* _Dataset records_:

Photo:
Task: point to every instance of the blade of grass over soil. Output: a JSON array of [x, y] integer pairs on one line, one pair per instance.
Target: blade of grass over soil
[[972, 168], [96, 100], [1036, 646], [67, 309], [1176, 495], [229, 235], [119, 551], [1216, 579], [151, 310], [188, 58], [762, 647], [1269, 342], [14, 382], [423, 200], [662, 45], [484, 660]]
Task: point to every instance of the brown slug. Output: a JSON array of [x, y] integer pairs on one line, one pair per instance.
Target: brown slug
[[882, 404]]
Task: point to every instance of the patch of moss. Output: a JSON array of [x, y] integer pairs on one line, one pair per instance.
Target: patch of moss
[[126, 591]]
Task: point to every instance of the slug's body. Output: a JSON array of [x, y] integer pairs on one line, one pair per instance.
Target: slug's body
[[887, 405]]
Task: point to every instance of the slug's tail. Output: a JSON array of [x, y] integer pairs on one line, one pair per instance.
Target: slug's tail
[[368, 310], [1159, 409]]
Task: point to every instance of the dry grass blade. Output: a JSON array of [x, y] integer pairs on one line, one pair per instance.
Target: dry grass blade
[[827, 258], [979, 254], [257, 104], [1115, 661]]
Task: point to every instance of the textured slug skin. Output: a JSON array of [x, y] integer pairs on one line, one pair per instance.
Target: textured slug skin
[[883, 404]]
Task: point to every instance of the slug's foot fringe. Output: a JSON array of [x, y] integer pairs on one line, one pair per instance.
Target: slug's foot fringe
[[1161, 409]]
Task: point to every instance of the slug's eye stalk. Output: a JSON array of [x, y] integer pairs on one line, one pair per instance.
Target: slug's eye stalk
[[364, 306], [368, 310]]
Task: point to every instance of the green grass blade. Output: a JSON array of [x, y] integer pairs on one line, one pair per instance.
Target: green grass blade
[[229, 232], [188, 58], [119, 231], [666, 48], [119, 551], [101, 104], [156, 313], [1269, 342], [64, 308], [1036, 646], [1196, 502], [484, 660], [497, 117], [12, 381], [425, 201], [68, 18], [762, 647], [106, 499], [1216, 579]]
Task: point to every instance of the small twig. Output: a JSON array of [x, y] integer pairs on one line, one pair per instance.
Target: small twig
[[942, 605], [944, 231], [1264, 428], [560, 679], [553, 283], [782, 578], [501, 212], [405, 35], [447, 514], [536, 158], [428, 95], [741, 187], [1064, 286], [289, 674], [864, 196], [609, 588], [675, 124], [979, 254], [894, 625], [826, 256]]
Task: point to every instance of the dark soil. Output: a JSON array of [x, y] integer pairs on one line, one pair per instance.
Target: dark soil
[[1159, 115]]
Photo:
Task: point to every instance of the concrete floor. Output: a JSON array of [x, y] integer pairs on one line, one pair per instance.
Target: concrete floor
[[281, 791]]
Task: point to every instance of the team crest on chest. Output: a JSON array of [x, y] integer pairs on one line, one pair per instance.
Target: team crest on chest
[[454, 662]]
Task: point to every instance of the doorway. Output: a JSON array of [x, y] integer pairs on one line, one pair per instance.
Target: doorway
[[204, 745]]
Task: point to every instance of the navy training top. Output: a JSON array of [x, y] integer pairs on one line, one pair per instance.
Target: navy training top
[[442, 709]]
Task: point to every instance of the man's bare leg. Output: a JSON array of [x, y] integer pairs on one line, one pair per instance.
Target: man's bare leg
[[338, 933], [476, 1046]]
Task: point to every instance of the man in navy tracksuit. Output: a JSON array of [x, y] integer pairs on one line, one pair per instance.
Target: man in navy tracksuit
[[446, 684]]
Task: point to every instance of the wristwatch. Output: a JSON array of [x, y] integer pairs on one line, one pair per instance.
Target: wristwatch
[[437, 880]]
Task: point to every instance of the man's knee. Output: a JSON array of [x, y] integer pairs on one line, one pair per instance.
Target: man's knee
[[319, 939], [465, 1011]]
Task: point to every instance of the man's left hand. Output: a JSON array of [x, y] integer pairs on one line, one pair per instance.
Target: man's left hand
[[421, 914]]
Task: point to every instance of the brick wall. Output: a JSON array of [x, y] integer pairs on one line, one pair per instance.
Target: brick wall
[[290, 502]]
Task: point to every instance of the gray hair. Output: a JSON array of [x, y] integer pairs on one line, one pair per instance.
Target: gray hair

* _Problem description_: Rewrite all the records above, changing "integer pairs" to "whole-number pairs" and leaving everything else as it is.

* _Answer to the task_:
Photo:
Task: point to every instance of the blade of grass over soil. Output: a JSON array of [x, y] whole-number pairs on one line, one pair per instance.
Target: blade of grass over soil
[[972, 168], [96, 100], [1036, 646], [67, 309], [1176, 495], [229, 235], [119, 551], [1216, 579], [151, 310], [188, 58], [762, 647], [1269, 342], [14, 382], [423, 200], [662, 45], [484, 660]]
Task: point to every instance of the brown slug. Output: a JSON array of [x, y] whole-number pairs on one line, one pair per instance.
Target: brown slug
[[882, 404]]
Task: point to every instance of the patch of moss. Output: a JSON array of [x, y] whole-number pairs on one line, one pair per instance.
Target: patch of moss
[[126, 591]]
Task: point to every instance of the slug's body. Output: a JSON array of [x, y] whole-number pairs on one line, one pair per instance.
Target: slug's body
[[887, 405]]
Task: point to every instance of the slug's tail. Output: a JSON array of [x, y] whole-number pairs on one line, one pair per instance.
Target: slug's tail
[[368, 310], [1159, 409]]
Task: point to every instance of the dry grass blade. Output: a JSON array of [x, y] whole-number pairs on one line, one pair per instance.
Target: dry grass blade
[[827, 258], [979, 254], [257, 104], [1115, 661]]
Task: point to every instance of the textured slug skin. Output: a JSON array of [x, y] whole-number pairs on one line, one pair per instance.
Target: textured slug skin
[[883, 404]]
Task: point to every instance of the slug's foot fringe. Output: a JSON array of [x, y] whole-number pairs on one line, one pair per instance.
Target: slug's foot fringe
[[1161, 409]]
Task: point to every instance of the slug's eye stalk. Output: a JSON array of [x, y] whole-number pairs on one line, one pair per instance.
Target: slug's eye stalk
[[364, 306], [368, 310]]
Task: point to every instance of the green grass blade. Output: a JSON array of [x, y] whole-number pairs on one line, one pair per instance.
Target: green grass blade
[[229, 232], [188, 58], [119, 231], [666, 48], [119, 551], [101, 104], [156, 313], [1269, 342], [64, 308], [1036, 646], [1196, 502], [484, 660], [497, 117], [12, 381], [425, 201], [68, 18], [762, 647], [106, 499], [1216, 579]]
Task: point to every instance of the small twig. Output: a JSON array of [x, y] whole-number pairs on one line, one pair per instance.
Target: small twig
[[942, 605], [944, 231], [1264, 428], [560, 679], [553, 283], [782, 578], [501, 212], [405, 35], [447, 514], [536, 158], [428, 95], [741, 187], [1064, 286], [289, 674], [864, 196], [609, 588], [675, 124], [979, 254], [894, 625], [826, 256]]
Task: point to every instance of the dark soil. Output: a JSON array of [x, y] whole-number pairs on one line, one pair per instance.
Target: dark soil
[[1159, 115]]
Photo:
Task: point to every instance of the concrete floor. Output: a JSON array of [x, y] whole-number pairs on one line, one pair per instance.
Target: concrete floor
[[281, 791]]
Task: point to every instance of the team crest on chest. Output: a JSON array of [x, y] whole-number pairs on one line, one pair per instance.
Target: team crest on chest
[[454, 662]]
Task: point to every instance of the doorway. Output: a JSON array of [x, y] whole-number pairs on one line, one pair per instance.
Target: doorway
[[204, 745]]
Task: point to every instance of the navy training top. Output: a JSON array of [x, y] whole-number pairs on one line, one pair per instance.
Target: navy training top
[[442, 709]]
Task: point to every instance of the man's bare leg. Output: a JSON array of [x, y] whole-number pairs on one line, one pair per instance.
Target: man's bare leg
[[338, 933], [476, 1046]]
Task: point to every instance of the man in navy tracksuit. Output: a JSON array of [x, y] whole-number pairs on one line, one pair per instance.
Target: man in navy tracksuit
[[446, 684]]
Task: point to every instance of the wristwatch. Output: a JSON array of [x, y] whole-number pairs on one line, one pair per instance.
Target: wristwatch
[[437, 880]]
Task: point to every instance of the man's knee. Output: a JSON array of [x, y] whole-number pairs on one line, one pair per instance.
Target: man's knee
[[319, 939], [465, 1011]]
Task: point to every instance of the man's left hand. Output: a JSON array of [x, y] whole-number pairs on one line, one pair per instance.
Target: man's left hand
[[421, 914]]
Task: point to every instance of the brick wall. Output: a JSON array of [x, y] whole-number pairs on one line, one pair per instance.
Target: brick wall
[[290, 502]]
Task: point to every instance of the gray hair. Output: a JSON array of [x, y] whole-number pairs on one line, one pair per instance.
Target: gray hair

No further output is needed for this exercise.